# [Instructions to follow]
Please retype, without any change, the lines from the line with "the person's thigh" through the line with "point(450, 619)", including both of those lines.

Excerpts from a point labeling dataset
__________

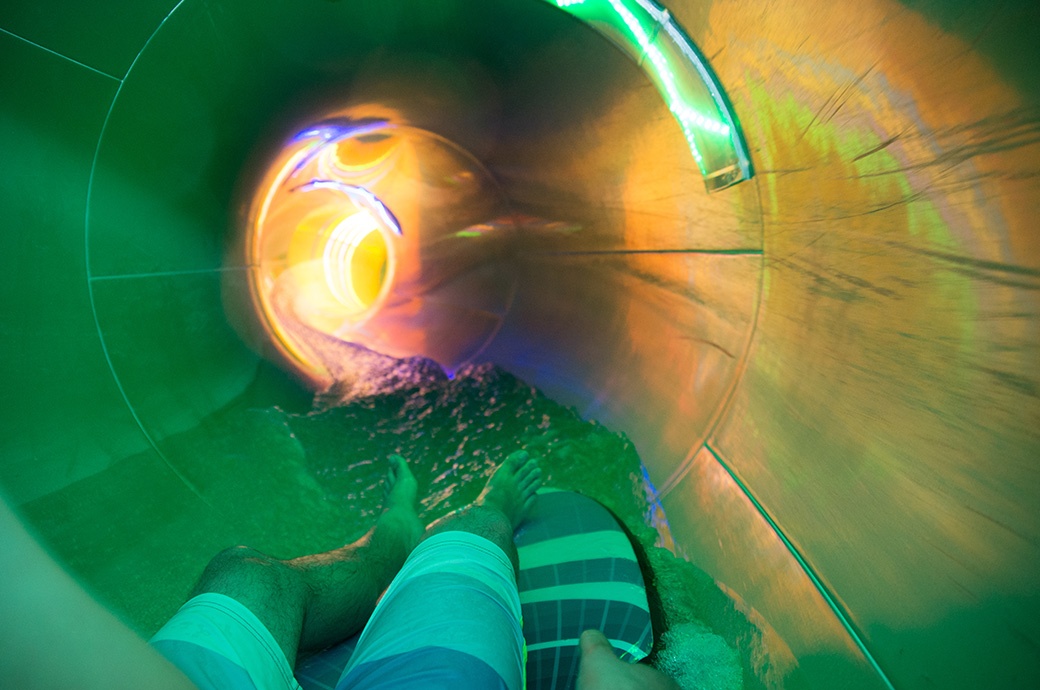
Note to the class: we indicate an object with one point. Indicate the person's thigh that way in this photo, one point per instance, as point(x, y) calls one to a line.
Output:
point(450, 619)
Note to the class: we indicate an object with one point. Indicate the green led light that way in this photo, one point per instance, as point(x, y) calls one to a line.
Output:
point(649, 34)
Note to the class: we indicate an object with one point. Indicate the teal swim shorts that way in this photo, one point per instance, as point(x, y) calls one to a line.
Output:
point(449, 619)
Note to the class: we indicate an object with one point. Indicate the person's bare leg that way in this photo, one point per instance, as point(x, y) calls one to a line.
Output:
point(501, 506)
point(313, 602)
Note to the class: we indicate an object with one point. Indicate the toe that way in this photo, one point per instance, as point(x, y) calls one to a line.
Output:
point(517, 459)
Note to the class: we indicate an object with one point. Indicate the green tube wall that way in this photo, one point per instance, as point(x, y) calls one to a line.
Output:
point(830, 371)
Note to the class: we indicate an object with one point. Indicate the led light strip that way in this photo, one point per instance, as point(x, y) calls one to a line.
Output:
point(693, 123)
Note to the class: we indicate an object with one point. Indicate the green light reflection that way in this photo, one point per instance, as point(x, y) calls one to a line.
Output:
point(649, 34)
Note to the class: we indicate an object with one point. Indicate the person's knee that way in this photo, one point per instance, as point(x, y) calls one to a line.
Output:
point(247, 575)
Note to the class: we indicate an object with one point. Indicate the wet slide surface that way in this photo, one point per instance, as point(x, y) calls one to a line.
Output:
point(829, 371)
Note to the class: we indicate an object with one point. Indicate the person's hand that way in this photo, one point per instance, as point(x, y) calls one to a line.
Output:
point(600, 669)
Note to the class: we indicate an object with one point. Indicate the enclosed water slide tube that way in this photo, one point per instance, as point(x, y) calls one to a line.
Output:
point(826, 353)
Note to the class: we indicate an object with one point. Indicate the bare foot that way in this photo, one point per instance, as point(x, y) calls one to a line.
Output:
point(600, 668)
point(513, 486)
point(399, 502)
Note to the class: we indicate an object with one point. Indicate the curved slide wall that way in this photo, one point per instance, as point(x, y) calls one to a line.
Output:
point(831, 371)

__________

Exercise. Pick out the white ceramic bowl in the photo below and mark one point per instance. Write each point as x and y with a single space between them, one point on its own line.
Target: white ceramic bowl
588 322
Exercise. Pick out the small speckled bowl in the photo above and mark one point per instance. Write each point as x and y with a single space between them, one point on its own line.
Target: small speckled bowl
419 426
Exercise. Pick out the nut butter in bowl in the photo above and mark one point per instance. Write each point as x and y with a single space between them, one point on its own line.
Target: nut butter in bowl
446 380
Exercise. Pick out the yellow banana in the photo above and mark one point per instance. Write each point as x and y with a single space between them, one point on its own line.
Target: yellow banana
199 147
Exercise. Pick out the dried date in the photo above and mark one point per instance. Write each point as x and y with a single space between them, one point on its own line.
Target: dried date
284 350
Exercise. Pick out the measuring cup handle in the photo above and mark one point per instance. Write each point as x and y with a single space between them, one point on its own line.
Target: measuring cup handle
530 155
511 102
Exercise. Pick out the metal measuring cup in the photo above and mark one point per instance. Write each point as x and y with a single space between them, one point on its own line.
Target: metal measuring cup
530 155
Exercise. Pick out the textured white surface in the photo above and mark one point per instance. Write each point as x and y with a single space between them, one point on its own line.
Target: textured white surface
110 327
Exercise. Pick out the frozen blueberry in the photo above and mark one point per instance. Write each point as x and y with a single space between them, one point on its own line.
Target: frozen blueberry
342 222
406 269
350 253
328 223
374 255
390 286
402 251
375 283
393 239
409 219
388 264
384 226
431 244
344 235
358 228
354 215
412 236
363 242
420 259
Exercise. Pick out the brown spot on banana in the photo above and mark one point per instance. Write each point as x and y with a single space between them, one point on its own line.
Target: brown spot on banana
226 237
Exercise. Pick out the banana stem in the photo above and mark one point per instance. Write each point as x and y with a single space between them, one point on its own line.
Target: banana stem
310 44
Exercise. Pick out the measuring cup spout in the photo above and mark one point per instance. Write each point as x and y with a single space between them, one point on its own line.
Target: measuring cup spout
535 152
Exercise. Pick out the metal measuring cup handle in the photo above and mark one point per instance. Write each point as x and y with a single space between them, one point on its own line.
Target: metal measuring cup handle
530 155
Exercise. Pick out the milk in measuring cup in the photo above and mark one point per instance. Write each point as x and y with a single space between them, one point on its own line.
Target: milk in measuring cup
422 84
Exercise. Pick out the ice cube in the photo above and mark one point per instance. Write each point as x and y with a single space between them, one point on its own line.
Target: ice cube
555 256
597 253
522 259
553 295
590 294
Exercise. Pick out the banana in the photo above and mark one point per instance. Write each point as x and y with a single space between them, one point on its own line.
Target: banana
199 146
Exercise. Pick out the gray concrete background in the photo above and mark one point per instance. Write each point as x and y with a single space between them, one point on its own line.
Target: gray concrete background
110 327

__________

# [Task result]
Note to the class: we indicate an object with one point. Indicate the person's thigh that way in this photo, one point per instance, as point(x, y) calls one to a line.
Output:
point(450, 619)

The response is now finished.